=== What you are asked to do ===
The lines to extract start at the one containing "Could you please indicate the building with" and end with the last line; give them exactly and nothing more.

=== Given records ===
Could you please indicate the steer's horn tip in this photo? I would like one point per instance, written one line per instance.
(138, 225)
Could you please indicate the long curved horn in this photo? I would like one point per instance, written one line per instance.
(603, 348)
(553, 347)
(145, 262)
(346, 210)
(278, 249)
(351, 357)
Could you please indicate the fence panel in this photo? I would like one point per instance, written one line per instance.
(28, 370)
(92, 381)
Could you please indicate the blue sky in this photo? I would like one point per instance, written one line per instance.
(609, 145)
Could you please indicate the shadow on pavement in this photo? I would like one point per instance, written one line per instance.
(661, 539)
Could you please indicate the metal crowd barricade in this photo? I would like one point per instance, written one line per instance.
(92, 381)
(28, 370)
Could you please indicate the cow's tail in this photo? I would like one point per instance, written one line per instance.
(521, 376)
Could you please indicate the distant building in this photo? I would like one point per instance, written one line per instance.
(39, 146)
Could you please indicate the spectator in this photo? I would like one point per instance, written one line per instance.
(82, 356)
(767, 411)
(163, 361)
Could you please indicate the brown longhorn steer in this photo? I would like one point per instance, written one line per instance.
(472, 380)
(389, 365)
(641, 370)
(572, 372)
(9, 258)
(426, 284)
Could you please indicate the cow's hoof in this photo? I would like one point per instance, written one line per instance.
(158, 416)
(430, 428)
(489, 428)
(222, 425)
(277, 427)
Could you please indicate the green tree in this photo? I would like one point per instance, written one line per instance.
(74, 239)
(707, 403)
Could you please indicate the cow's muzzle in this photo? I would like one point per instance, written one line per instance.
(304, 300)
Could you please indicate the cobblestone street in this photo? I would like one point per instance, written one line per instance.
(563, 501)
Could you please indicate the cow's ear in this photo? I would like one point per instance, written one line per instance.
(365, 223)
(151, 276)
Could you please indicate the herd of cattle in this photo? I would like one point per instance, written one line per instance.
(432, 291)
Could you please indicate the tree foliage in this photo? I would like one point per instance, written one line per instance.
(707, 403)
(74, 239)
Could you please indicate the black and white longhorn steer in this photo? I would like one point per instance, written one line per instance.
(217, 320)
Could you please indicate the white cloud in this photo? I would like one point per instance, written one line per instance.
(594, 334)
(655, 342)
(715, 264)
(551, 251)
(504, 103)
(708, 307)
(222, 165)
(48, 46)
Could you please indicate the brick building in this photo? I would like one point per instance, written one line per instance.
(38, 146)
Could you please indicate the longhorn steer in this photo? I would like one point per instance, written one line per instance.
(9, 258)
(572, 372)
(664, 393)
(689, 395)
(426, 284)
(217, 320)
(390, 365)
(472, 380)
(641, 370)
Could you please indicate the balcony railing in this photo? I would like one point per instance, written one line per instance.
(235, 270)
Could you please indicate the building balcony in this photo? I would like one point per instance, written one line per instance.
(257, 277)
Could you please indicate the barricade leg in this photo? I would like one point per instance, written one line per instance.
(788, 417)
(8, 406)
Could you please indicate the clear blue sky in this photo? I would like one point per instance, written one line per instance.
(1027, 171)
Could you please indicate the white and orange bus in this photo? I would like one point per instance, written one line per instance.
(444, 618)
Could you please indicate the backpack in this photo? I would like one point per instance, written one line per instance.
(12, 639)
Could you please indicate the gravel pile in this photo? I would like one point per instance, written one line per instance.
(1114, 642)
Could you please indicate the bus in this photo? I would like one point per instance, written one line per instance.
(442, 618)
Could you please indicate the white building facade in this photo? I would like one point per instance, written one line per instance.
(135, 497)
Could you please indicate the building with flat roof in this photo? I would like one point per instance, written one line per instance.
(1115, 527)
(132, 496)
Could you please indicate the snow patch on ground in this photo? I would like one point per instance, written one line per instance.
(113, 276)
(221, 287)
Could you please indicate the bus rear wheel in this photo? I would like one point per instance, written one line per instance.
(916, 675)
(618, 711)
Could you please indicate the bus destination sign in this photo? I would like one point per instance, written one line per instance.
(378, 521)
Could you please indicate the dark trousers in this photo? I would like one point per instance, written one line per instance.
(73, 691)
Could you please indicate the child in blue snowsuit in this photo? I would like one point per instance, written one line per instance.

=== Solution to this problem ===
Could you please indicate the building with flat roof in this photo? I would like one point per instance, written one line per instance.
(1115, 527)
(132, 496)
Could you please indicate the snow patch on ground in this photo? I would like one point per instance, written one line per instance.
(113, 276)
(221, 287)
Could you please indicate the bus rear wheel in this photo? I would like one point per instance, written one line per instance.
(916, 675)
(618, 711)
Could you please indicate the bus destination sign in this photo? I would like one point per instance, written one line per instance.
(378, 521)
Could you please indicate the dark trousers in this photo? I would like one point per instance, written one line per instance.
(73, 691)
Could you please indicate the child in blue snowsuit in this photo? I would like one point per instance, written one line per instance.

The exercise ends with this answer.